### ЦЕЛЬ ЗАДАНИЯ 1
Выпишите все заголовки из ветки форума о Gentoo, которая приведена ниже.
### ЦЕЛЬ ЗАДАНИЯ 2
Допишите продолжение ветки форума о Gentoo, которая приведена ниже.
─── ВЕТКА ФОРУМА ───
# Несколько вопросов

## Slot

hi, all!

в gentoo  я новичок , так что не удивляйтесь

1) как настроить сеть? раньше у меня был модем и соединялся с помощью kppp, а сейчас мне воткнули сетевую. как её настроить?

2)дайте хоть кто-ниудь доку (правильную) по установке gentoo stage3 + GRP ( у меня stage-20030910 и portage-20030911 [может это и не влияет])

пока вроде бы всё...

заранее спасибо

----------

## idealist

 *Slot wrote:*   

> hi, all!
> 
> в gentoo  я новичок , так что не удивляйтесь
> 
> 1) как настроить сеть? раньше у меня был модем и соединялся с помощью kppp, а сейчас мне воткнули сетевую. как её настроить?
─── ПРЕДОСТАВЛЕННЫЕ ЗАПИСИ ───
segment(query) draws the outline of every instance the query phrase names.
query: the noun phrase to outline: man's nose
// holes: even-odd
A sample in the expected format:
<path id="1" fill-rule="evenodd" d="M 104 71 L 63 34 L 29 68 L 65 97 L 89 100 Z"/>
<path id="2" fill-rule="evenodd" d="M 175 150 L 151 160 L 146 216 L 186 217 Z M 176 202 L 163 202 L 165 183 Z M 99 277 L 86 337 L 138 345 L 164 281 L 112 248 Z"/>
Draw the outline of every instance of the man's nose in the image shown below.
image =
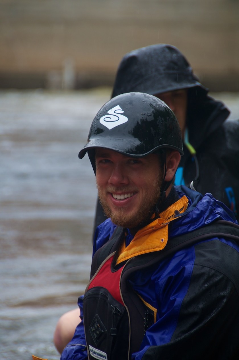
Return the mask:
<path id="1" fill-rule="evenodd" d="M 117 164 L 114 166 L 109 182 L 116 186 L 128 183 L 129 179 L 125 168 L 123 165 Z"/>

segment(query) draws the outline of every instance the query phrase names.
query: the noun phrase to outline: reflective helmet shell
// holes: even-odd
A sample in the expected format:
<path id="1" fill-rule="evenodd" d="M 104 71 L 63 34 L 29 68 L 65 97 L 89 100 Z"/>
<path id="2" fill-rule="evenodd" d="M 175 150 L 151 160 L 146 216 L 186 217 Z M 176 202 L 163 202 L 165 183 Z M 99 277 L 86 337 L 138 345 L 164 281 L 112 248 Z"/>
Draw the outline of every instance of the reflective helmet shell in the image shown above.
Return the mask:
<path id="1" fill-rule="evenodd" d="M 96 148 L 135 158 L 163 148 L 183 153 L 181 130 L 173 112 L 161 100 L 141 93 L 119 95 L 100 110 L 79 157 L 88 151 L 91 159 L 89 150 Z"/>

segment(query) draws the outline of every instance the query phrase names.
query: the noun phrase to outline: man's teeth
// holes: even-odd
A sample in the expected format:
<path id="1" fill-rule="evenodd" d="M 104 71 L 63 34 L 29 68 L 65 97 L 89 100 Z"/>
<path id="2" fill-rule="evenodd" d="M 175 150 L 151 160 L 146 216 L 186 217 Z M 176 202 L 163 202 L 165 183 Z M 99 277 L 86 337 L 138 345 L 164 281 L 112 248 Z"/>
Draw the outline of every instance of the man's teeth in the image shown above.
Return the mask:
<path id="1" fill-rule="evenodd" d="M 127 198 L 130 198 L 134 195 L 133 193 L 129 193 L 128 194 L 122 194 L 119 195 L 116 194 L 112 194 L 112 195 L 114 199 L 117 199 L 118 200 L 123 200 Z"/>

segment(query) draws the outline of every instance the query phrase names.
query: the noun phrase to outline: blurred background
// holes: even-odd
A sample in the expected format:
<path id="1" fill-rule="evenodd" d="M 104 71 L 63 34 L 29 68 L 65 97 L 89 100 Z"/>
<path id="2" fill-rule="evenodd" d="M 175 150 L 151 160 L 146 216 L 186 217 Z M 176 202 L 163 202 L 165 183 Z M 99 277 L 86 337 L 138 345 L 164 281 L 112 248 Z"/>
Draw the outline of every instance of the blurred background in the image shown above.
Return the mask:
<path id="1" fill-rule="evenodd" d="M 59 359 L 89 277 L 97 192 L 79 150 L 127 52 L 168 43 L 239 114 L 238 0 L 0 0 L 1 358 Z"/>

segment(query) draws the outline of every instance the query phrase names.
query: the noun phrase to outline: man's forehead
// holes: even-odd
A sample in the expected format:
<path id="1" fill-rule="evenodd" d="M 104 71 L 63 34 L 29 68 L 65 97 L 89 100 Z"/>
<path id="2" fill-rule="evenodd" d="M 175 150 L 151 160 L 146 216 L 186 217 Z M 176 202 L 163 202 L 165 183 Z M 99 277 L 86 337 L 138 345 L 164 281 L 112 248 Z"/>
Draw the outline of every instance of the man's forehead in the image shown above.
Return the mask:
<path id="1" fill-rule="evenodd" d="M 118 154 L 120 154 L 123 156 L 127 157 L 126 155 L 121 154 L 118 151 L 111 150 L 111 149 L 107 149 L 106 148 L 96 148 L 95 154 L 96 157 L 107 157 Z"/>

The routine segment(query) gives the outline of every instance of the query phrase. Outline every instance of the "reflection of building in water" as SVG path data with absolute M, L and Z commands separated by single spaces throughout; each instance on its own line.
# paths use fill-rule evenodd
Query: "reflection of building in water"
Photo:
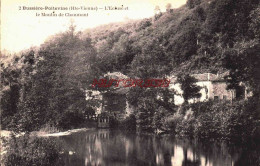
M 237 153 L 239 150 L 233 148 L 235 153 L 231 155 L 230 148 L 224 143 L 125 135 L 104 129 L 61 139 L 64 154 L 67 154 L 65 166 L 234 166 L 241 156 L 241 153 Z M 69 155 L 70 151 L 74 153 Z

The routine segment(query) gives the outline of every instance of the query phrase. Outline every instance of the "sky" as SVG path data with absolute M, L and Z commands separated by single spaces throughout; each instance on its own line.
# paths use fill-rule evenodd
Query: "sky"
M 39 46 L 49 36 L 68 29 L 73 20 L 76 30 L 85 30 L 111 22 L 128 19 L 141 19 L 154 15 L 155 6 L 165 11 L 166 4 L 178 8 L 186 0 L 1 0 L 1 51 L 15 53 Z M 44 17 L 36 13 L 52 13 L 53 10 L 19 10 L 26 7 L 128 7 L 123 11 L 55 11 L 58 13 L 88 13 L 87 17 Z

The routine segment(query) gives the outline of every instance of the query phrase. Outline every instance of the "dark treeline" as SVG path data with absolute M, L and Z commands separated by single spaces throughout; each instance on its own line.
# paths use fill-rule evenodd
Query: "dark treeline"
M 86 100 L 85 90 L 94 78 L 115 71 L 142 79 L 230 71 L 229 88 L 244 82 L 259 100 L 259 25 L 259 0 L 188 0 L 143 20 L 80 33 L 72 25 L 1 63 L 2 127 L 77 127 L 99 104 Z M 148 131 L 162 128 L 162 117 L 177 111 L 168 89 L 133 88 L 127 99 L 137 125 Z

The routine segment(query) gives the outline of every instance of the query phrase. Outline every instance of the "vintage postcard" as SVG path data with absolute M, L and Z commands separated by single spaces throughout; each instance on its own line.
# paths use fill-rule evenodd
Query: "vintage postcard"
M 260 166 L 259 0 L 1 0 L 1 165 Z

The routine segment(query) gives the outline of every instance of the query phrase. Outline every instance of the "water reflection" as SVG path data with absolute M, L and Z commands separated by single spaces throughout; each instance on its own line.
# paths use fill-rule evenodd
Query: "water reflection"
M 259 144 L 246 148 L 223 142 L 202 143 L 172 136 L 91 130 L 57 138 L 66 166 L 256 166 Z

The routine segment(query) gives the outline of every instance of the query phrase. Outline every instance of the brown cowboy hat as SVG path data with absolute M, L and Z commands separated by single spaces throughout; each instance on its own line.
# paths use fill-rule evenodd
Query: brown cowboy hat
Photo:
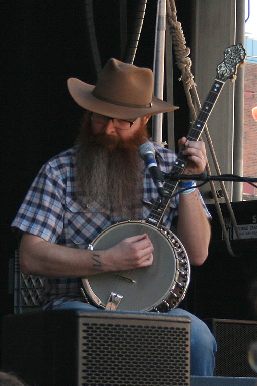
M 84 109 L 121 119 L 153 115 L 178 109 L 153 97 L 154 77 L 148 68 L 110 59 L 95 86 L 70 78 L 71 95 Z

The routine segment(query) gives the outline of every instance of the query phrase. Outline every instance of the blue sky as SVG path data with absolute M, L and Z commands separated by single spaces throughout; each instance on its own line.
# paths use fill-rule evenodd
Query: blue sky
M 250 17 L 245 23 L 245 34 L 257 39 L 257 0 L 249 0 Z M 245 0 L 245 20 L 248 17 L 248 0 Z M 249 35 L 248 35 L 249 34 Z

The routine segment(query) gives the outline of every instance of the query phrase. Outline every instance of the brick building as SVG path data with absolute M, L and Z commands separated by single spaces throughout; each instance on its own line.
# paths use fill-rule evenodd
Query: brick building
M 243 176 L 257 178 L 257 121 L 251 113 L 251 109 L 257 106 L 257 41 L 246 37 L 245 48 Z M 244 183 L 243 199 L 256 199 L 257 188 Z

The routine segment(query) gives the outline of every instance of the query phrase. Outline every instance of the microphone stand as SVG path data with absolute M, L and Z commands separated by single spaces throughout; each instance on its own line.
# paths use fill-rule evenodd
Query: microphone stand
M 163 173 L 165 181 L 179 181 L 180 180 L 193 180 L 202 181 L 204 183 L 210 181 L 232 181 L 236 182 L 248 182 L 257 188 L 253 183 L 257 182 L 257 178 L 243 177 L 236 174 L 221 174 L 219 176 L 214 176 L 207 174 L 205 173 L 200 174 L 176 174 L 170 173 Z

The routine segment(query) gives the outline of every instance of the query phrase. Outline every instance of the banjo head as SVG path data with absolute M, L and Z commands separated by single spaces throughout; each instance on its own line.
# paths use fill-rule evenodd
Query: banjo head
M 144 233 L 148 235 L 154 248 L 152 265 L 83 278 L 82 283 L 91 302 L 105 308 L 110 295 L 114 292 L 122 296 L 118 310 L 145 311 L 156 308 L 162 311 L 174 308 L 181 301 L 187 287 L 189 263 L 182 245 L 179 248 L 177 245 L 175 248 L 172 245 L 171 240 L 174 241 L 174 235 L 172 233 L 144 221 L 127 221 L 103 231 L 92 245 L 94 250 L 105 250 L 125 238 Z M 177 245 L 179 241 L 176 238 L 176 241 Z M 182 252 L 182 258 L 178 255 L 177 249 L 180 251 L 178 255 Z M 185 276 L 182 274 L 181 277 L 181 271 L 185 271 Z M 177 285 L 179 288 L 176 289 Z M 177 289 L 180 292 L 178 296 Z M 175 294 L 171 295 L 174 292 Z M 161 309 L 163 306 L 164 310 Z

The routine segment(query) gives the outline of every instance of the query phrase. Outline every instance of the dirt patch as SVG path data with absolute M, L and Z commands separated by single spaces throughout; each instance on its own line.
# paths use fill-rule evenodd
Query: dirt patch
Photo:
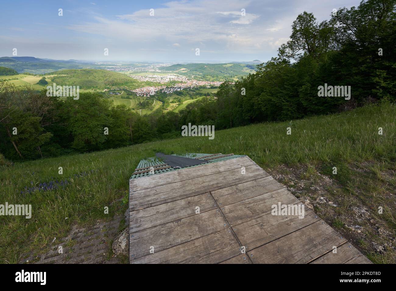
M 324 174 L 320 165 L 282 165 L 267 171 L 373 262 L 395 263 L 394 167 L 348 165 L 343 169 L 347 178 L 340 179 L 329 167 L 330 175 Z
M 60 241 L 55 239 L 50 250 L 39 255 L 30 254 L 20 262 L 126 263 L 128 257 L 115 255 L 112 249 L 113 241 L 125 226 L 125 221 L 123 215 L 116 215 L 110 221 L 97 221 L 94 225 L 88 226 L 75 224 L 67 236 Z

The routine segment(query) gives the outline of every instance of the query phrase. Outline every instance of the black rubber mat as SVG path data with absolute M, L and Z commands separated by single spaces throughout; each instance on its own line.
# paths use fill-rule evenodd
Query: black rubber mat
M 157 152 L 155 154 L 155 156 L 157 158 L 161 158 L 164 163 L 166 163 L 172 168 L 176 169 L 184 168 L 185 167 L 194 166 L 196 165 L 200 165 L 201 164 L 206 164 L 208 162 L 206 161 L 192 159 L 190 158 L 165 154 L 162 152 Z

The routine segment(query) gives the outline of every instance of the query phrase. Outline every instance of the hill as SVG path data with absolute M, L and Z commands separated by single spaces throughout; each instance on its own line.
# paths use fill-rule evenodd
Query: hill
M 51 81 L 57 85 L 78 85 L 82 89 L 103 89 L 116 87 L 135 89 L 144 86 L 144 82 L 125 74 L 105 70 L 63 70 L 51 74 L 54 76 Z
M 4 217 L 0 262 L 17 262 L 27 252 L 48 247 L 54 237 L 66 236 L 75 221 L 96 224 L 97 219 L 122 213 L 128 207 L 131 174 L 141 159 L 156 151 L 248 155 L 373 261 L 394 262 L 394 250 L 379 253 L 373 243 L 391 245 L 392 235 L 386 233 L 394 231 L 395 110 L 394 105 L 368 106 L 292 122 L 218 131 L 215 143 L 207 137 L 181 137 L 3 167 L 0 188 L 4 201 L 31 204 L 34 209 L 31 219 Z M 382 135 L 377 133 L 380 126 Z M 290 135 L 286 134 L 289 127 Z M 25 187 L 65 179 L 68 183 L 55 190 L 24 194 Z M 103 205 L 109 205 L 109 215 L 104 214 Z M 350 228 L 356 225 L 363 232 Z
M 5 67 L 0 67 L 0 76 L 13 76 L 17 74 L 18 72 L 15 70 Z
M 74 61 L 39 59 L 34 57 L 2 57 L 0 66 L 12 68 L 19 73 L 42 74 L 62 69 L 78 69 L 88 65 Z

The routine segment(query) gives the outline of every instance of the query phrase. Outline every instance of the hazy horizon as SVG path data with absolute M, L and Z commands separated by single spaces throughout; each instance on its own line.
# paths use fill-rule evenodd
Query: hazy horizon
M 12 56 L 15 48 L 17 56 L 56 60 L 265 62 L 289 40 L 293 21 L 304 10 L 321 21 L 333 9 L 359 2 L 227 0 L 219 7 L 200 0 L 13 1 L 0 12 L 0 55 Z

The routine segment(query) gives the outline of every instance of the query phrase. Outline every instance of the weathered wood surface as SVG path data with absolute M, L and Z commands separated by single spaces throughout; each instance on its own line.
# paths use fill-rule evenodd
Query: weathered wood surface
M 131 263 L 371 262 L 307 207 L 273 215 L 302 204 L 247 156 L 131 179 L 129 191 Z

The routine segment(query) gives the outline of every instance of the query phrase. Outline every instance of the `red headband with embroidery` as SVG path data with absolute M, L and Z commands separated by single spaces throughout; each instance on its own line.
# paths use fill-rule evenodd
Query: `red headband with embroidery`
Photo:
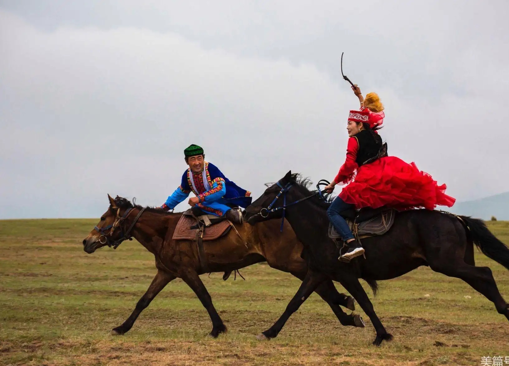
M 370 127 L 375 128 L 382 126 L 385 116 L 383 112 L 372 112 L 367 108 L 364 108 L 360 111 L 351 110 L 348 115 L 348 120 L 367 123 Z

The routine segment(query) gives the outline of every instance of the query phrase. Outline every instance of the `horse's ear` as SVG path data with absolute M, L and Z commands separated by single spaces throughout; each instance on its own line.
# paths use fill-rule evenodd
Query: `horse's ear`
M 111 206 L 111 208 L 116 208 L 117 204 L 115 203 L 115 200 L 113 199 L 113 198 L 109 194 L 108 194 L 108 199 L 109 200 L 109 204 Z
───
### ОТВЕТ НА ЗАДАНИЕ 1
Несколько вопросов
Slot
idealist

### ОТВЕТ НА ЗАДАНИЕ 2
> ...

 

Посмотри

/etc/inid.d/net.eth0

/etc/conf.d/net

потом проверь загружен ли драйвер

ну и если adsl используешь, то ключевое слово ppoe.

 *Quote:*   

> 
> 
> 2)дайте хоть кто-ниудь доку (правильную) по установке gentoo stage3 + GRP ( у меня stage-20030910 и portage-20030911 [может это и не влияет])
> 
> пока вроде бы всё...
> ...

 

Оригинальная с www.gentoo.org.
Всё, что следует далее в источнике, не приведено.